SOURCE DOCUMENT
· · ·
Parsers

The first step of working with Parsers is to implement all the parsers you need based on one of three provided base classes: PDFBaseParser, EmailBaseParser and FileBaseParser.

The second step is to create an instance of ParserHandler, which automatically loads all the parsers based on provided input arguments.

And finally, to parse our input data, we can call parse() method, which will select the correct parser and parse the input data based on provided Parsing Strategy. See parameter parse_strategy in ParserHandler.

class aiviro.modules.parser.PDFBaseParser(supplier_name: str | None = None)

Base class to inherit from for creating PDF Parser.

Example:

>>> import aiviro
>>> from typing import Any
>>> from dataclasses import dataclass
>>> from aiviro.modules.pdf import PDFRobot
>>> from aiviro.modules.parser import PDFBaseParser, ParserInvalidCheck
>>>
>>> @dataclass
... class DataOut:
...     something: int
...
>>> class SupplierParser(PDFBaseParser[DataOut]):
...     def __init__(self):
...         super().__init__("supplier name")
...
...     def parse(self, r: PDFRobot) -> DataOut:
...         if not r.get(aiviro.And(
...             aiviro.Text("Invoice"),
...             aiviro.Text("Supplier Name")
...         )):
...             raise ParserInvalidCheck
...
...         # additional code
...         return DataOut(42)

classmethod enabled() → bool: Check if the parser is enabled and can be used. By default, the parser is enabled.

classmethod priority() → int: Priority for selecting the parser. The higher the value, the higher the priority. By default, the priority is 0.

class aiviro.modules.parser.EmailBaseParser(supplier_name: str | None = None)

Base class to inherit from for creating Email Parser.

Example:

>>> import aiviro
>>> from typing import Any
>>> from aiviro.modules.email import IMAPMessage
>>> from aiviro.modules.parser import EmailBaseParser, ParserInvalidCheck
>>>
>>> class SupplierParser(EmailBaseParser[str]):
...     def __init__(self):
...         super().__init__("supplier name")
...
...     def parse(self, email: IMAPMessage) -> str:
...         if email.subject.find("Supplier name") == -1:
...             raise ParserInvalidCheck
...
...         # additional code
...         return email.subject

classmethod enabled() → bool: Check if the parser is enabled and can be used. By default, the parser is enabled.

classmethod priority() → int: Priority for selecting the parser. The higher the value, the higher the priority. By default, the priority is 0.

class aiviro.modules.parser.FileBaseParser(supplier_name: str | None = None)

Base class to inherit from for creating File Parser.

Example:

>>> import aiviro
>>> import pathlib
>>> from typing import Any
>>> from aiviro.modules.parser import FileBaseParser, ParserInvalidCheck
>>>
>>> class SupplierParser(EmailBaseParser[str]):
...     def __init__(self):
...         super().__init__("supplier name")
· · ·
GIVEN INSTRUCTION
Decide whether each statement below agrees with the parser documentation, and for each give yes or no along with the deciding words from that documentation, quoted exactly. 1. ParserHandler loads the parsers on its own from the input arguments it is given. 2. A parser with a lower priority value is preferred over one with a higher value. 3. Unless changed, a parser's priority is 0.
· · ·
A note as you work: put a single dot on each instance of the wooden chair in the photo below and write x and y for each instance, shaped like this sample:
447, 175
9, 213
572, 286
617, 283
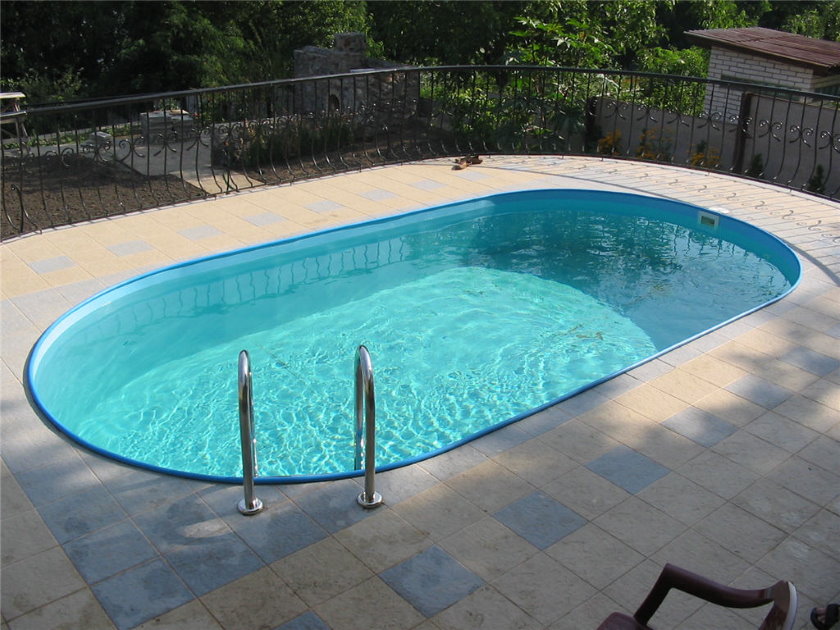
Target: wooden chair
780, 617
· · ·
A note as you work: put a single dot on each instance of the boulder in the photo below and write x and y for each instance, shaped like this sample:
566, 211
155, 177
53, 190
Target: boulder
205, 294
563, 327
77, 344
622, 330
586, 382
· · ·
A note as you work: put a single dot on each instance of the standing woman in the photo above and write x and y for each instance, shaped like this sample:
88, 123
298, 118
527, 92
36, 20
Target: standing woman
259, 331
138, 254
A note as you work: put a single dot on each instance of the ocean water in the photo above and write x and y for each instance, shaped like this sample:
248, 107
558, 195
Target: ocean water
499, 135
· · ·
OUTPUT OF THE TASK
1. Yes: "which automatically loads all the parsers based on provided input arguments"
2. No: "The higher the value, the higher the priority."
3. Yes: "By default, the priority is 0."